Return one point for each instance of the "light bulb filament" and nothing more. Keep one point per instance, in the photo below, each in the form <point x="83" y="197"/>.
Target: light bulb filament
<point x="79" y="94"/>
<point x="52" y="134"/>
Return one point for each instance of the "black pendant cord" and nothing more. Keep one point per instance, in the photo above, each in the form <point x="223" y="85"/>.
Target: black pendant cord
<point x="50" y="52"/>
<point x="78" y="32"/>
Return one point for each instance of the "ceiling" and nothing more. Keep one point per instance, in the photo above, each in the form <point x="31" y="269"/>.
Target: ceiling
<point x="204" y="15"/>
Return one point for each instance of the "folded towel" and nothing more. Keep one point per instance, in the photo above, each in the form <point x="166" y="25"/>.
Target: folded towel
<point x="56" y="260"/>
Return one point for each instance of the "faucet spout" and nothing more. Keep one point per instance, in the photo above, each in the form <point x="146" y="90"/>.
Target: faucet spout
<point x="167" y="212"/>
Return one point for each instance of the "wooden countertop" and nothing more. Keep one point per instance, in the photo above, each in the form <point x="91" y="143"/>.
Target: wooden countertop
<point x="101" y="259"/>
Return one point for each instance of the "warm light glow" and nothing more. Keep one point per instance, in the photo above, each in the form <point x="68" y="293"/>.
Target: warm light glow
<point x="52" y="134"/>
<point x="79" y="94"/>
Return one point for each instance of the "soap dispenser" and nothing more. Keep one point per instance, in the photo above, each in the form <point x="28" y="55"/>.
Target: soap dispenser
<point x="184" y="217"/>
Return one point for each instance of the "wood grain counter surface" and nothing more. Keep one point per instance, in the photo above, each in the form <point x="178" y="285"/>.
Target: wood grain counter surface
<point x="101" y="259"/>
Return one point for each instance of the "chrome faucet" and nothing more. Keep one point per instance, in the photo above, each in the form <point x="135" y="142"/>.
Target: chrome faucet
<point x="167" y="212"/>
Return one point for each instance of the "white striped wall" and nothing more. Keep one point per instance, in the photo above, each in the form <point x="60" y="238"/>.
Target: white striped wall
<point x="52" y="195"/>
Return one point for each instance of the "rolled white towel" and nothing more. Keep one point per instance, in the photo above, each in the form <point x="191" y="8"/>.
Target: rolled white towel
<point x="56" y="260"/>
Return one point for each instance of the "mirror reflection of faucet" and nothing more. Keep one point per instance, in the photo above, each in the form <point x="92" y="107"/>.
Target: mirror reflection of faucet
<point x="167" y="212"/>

Given exercise. Copy out the material above in its entirety. Every detail must match.

Response.
Return one point for each instance of the "light bulb filament" and nothing more. Keep one point per instance, in the photo below, each in the form <point x="83" y="197"/>.
Target: light bulb filament
<point x="79" y="94"/>
<point x="52" y="134"/>
Return one point for each instance of the "black pendant cord" and nothing more. Keep one point per instance, in the photo above, each in the form <point x="223" y="85"/>.
Target: black pendant cord
<point x="50" y="52"/>
<point x="78" y="32"/>
Return one point for each instance of the "ceiling" and nothing more. Keep one point per instance, in the photo above, each in the form <point x="31" y="269"/>.
Target: ceiling
<point x="204" y="15"/>
Return one point for each instance of the "folded towel" and nothing more. Keep one point per instance, in the photo above, each in the form <point x="166" y="25"/>.
Target: folded towel
<point x="56" y="260"/>
Return one point for each instance of the "faucet spout" and nothing more. Keep one point per instance, in the photo above, each in the form <point x="146" y="90"/>.
Target: faucet spout
<point x="167" y="212"/>
Return one point for each instance of the "wooden countertop" and nothing more. Keep one point per instance, in the photo above, each in the form <point x="91" y="143"/>.
Target: wooden countertop
<point x="101" y="259"/>
Return one point for each instance of the "warm light glow" and nothing more. Keep one point per instance, in the photo above, each in the form <point x="68" y="293"/>.
Target: warm light glow
<point x="52" y="134"/>
<point x="79" y="94"/>
Return one point for each instance of the "soap dispenser" and nothing more. Keep one point per instance, in the photo above, each in the form <point x="28" y="55"/>.
Target: soap dispenser
<point x="184" y="217"/>
Return one point for each instance of the "wood grain counter surface" and nothing more. Keep one point per instance, in the photo above, each in the form <point x="178" y="285"/>.
Target: wood grain counter surface
<point x="101" y="259"/>
Return one point for each instance of the "chrome faucet" and nothing more. Keep one point per instance, in the photo above, each in the form <point x="135" y="142"/>.
Target: chrome faucet
<point x="167" y="212"/>
Return one point for each instance of the "white striped wall" and nothing more. Keep one point per instance, in the photo above, each in the form <point x="60" y="238"/>.
Target: white striped wall
<point x="52" y="195"/>
Return one point for each instance of the "rolled white towel" and nothing more. Keep one point per instance, in the photo above, each in the form <point x="191" y="8"/>.
Target: rolled white towel
<point x="56" y="260"/>
Return one point for each instance of the "mirror reflection of faucet" and nothing more. Keep one point per instance, in the photo above, each in the form <point x="92" y="107"/>.
Target: mirror reflection of faucet
<point x="167" y="212"/>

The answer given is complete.